===== READING TEXT =====

Yukio Hatoyama, the leader of the DPJ, confidently commented that the election results will serve as the first step toward a change of government. Indeed, his party’s increase of 32 seats represents a great stride forward. The 127 seats that the party garnered equals or nearly exceeds the votes won by the Japan Socialist Party, when it was the No. 1 opposition party during the “1955 political system” period.
Yet since even before the election, Hatoyama has not articulated a clear idea of a coalition government of opposition parties with the DPJ at its center. This raises doubts about the possibility of a change of government and raises questions about his ability to lead the largest opposition party.
Opposition parties seem ready to strengthen their joint struggles in the Diet and elsewhere. But there remain big gaps between their positions even on the most important problems, such as the Constitution, the consumption tax and security policy.
The DPJ will have to overcome daunting challenges if it is going to rally opposition parties behind it and counter the tripartite coalition government. Whether the DPJ has the leadership to play such a role is the basic question.
Key to the outcome of Sunday’s elections was the behavior of voters unaffiliated with any political group. One-third of the people who voted for LDP candidates in single-seat districts throughout the country did not vote for the LDP in the proportional representation ballot.
In that tally, the DPJ collected almost as many votes as did the LDP. Meanwhile, the Japan Communist Party, which suffered a total defeat in the single-seat districts, received a smaller number of votes in the proportional tallies than it did in the previous Lower House election. Obviously, unaffiliated voters opposed to the LDP cast their ballots for DPJ.
Voter turnout in the single-seat constituencies was 62.49, the second lowest after the record set in the previous election. This means that public distrust of politics persists.
The road ahead will be rough for the Mori government, which will host the G8 Kyushu-Okinawa summit in July. Mori, who promised during the campaign to make economic recovery a priority, will implement an early disbursement of reserve funds for public-works projects amounting to 500 billion yen.
There is also the possibility of a supplementary budget for the same purpose. Although there was real GDP growth in fiscal 1999 — the first time in three years — it remains uncertain whether the Japanese economy is on the path of sustained growth. The timing of such a fiscal measure will be difficult under the circumstances.
The problem is when the government will launch fiscal rehabilitation measures. So far, the LDP has said that steps to restore fiscal soundness will start after the nation’s GDP registers 2 percent growth in 2001.
It will be impossible to eliminate the huge sum of 645 trillion yen in public debts if the government continues to spend tax money in a lax manner just for the sake of economic recovery. Raising the consumption tax to secure more revenue seems likely to become inevitable in the near future. Apparently, there is no time to lose when it comes to reforming the social welfare system that is centered on medical care, pensions and home-nursing care.
Political parties must have the courage to call on the people to share the economic burden. Which party will exercise the political leadership needed to tackle, on the basis of a clear midterm and long-term vision, delayed reforms on these fronts? The voters’ next and crucial verdict will be handed down in the next Upper House election, which will be held not long after the doors to the 21st century are opened.

===== RAW DATA =====

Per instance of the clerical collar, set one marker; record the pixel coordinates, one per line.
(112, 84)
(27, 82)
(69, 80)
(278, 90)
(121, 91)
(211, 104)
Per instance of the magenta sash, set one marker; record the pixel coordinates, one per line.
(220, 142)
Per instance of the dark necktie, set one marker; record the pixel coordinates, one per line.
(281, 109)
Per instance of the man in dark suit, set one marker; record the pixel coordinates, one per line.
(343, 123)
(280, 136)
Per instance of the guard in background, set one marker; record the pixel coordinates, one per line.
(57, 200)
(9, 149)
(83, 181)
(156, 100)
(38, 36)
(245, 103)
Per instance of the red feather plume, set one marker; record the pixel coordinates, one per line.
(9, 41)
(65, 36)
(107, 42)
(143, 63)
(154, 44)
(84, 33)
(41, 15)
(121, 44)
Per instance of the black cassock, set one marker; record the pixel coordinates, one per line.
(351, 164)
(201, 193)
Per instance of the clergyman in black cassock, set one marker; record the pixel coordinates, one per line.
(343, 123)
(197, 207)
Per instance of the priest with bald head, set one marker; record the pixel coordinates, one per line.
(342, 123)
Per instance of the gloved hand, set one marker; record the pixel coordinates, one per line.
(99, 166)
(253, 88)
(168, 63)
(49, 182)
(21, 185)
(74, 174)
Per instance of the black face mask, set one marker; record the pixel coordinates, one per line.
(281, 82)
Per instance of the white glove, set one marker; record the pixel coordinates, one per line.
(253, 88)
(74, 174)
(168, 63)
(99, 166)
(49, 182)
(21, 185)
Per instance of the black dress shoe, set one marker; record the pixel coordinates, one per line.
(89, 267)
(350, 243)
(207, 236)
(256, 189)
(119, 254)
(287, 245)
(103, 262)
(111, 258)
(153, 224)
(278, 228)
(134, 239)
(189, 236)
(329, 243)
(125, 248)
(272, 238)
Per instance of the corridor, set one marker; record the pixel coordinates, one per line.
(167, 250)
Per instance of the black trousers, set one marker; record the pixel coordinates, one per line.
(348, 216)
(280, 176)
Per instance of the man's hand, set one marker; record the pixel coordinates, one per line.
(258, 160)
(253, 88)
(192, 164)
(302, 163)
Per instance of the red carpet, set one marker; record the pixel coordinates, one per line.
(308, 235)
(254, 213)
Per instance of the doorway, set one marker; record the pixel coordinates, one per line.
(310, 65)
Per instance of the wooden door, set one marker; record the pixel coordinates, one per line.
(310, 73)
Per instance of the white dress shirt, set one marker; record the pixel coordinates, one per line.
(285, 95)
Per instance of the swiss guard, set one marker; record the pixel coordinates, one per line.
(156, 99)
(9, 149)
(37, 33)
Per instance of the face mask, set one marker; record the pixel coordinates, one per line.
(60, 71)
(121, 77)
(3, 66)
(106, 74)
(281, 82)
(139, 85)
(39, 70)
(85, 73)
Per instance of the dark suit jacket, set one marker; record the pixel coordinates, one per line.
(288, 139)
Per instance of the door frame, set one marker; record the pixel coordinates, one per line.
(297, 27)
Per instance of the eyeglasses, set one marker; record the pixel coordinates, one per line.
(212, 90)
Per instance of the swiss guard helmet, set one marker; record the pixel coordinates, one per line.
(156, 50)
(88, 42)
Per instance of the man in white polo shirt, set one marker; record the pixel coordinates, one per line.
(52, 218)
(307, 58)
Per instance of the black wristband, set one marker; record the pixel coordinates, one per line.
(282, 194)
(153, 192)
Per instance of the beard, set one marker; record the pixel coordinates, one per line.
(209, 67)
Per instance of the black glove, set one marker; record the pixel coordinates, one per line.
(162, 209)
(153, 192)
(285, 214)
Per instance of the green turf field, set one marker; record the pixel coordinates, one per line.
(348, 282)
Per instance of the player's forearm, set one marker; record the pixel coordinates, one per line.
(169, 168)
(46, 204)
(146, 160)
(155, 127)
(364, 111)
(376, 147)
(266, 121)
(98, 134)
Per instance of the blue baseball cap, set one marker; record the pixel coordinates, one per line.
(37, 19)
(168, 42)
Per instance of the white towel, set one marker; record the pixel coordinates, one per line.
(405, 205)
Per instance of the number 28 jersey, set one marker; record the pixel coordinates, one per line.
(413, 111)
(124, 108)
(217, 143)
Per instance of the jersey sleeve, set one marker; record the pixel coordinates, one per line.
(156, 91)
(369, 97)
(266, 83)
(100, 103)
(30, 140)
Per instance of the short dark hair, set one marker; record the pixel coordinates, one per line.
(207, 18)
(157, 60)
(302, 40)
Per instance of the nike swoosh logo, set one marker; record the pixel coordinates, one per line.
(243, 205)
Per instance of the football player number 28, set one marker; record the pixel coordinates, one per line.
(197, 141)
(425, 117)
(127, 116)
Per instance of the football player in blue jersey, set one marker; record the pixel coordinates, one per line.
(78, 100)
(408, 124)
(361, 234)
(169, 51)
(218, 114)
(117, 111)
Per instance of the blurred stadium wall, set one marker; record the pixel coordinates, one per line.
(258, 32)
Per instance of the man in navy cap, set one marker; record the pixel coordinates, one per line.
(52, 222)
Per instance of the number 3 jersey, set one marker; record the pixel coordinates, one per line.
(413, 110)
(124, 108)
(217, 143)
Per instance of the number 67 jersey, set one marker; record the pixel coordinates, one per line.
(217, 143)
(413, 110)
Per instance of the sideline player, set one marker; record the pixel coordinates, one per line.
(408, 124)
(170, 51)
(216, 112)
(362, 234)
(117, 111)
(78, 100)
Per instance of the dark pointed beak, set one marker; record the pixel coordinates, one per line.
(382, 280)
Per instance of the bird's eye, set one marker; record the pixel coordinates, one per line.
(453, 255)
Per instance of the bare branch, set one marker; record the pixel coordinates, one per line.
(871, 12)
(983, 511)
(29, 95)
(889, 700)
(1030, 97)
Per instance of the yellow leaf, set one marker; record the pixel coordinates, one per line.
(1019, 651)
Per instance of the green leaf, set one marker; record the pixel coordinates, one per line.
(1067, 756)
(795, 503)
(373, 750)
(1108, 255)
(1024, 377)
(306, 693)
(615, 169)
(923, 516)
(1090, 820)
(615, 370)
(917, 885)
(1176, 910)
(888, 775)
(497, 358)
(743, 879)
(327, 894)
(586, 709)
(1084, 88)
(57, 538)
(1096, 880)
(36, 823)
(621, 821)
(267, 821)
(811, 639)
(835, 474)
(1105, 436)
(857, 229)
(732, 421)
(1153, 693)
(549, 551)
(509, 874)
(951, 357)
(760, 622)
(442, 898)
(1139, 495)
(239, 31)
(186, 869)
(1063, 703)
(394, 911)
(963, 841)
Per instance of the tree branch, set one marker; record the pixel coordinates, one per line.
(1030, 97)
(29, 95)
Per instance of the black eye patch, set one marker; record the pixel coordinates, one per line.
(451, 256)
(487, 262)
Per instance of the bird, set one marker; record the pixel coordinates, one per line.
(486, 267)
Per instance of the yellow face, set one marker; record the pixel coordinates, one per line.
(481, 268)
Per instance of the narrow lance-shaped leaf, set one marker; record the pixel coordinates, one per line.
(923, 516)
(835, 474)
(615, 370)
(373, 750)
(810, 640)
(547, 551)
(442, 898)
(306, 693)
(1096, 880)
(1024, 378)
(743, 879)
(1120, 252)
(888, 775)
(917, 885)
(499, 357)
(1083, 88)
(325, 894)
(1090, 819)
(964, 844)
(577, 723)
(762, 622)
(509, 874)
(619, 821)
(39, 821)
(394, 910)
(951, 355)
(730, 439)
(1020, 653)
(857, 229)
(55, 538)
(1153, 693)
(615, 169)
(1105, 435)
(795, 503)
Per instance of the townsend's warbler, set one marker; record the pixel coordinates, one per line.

=====

> _EXERCISES TO COMPLETE_
1. Rewrite everything in the editorial from "The road ahead" down to "500 billion yen.", changing "rough" to "bumpy".
2. Answer these questions from the editorial:
(a) By how many seats did the DPJ increase its total?
(b) What event will the Mori government host in July?
(c) How large are the public debts the editorial mentions?
3. According to the editorial, why are there doubts about the possibility of a change of government?

> _TASK-BY-TASK ANSWERS_
1.
The road ahead will be bumpy for the Mori government, which will host the G8 Kyushu-Okinawa summit in July. Mori, who promised during the campaign to make economic recovery a priority, will implement an early disbursement of reserve funds for public-works projects amounting to 500 billion yen.

2.
(a) 32 seats.
(b) The G8 Kyushu-Okinawa summit.
(c) 645 trillion yen.

3. Since even before the election, Hatoyama has not stated a clear idea of a coalition government of opposition parties with the DPJ at its center. This raises doubts about a change of government and questions about his ability to lead the largest opposition party.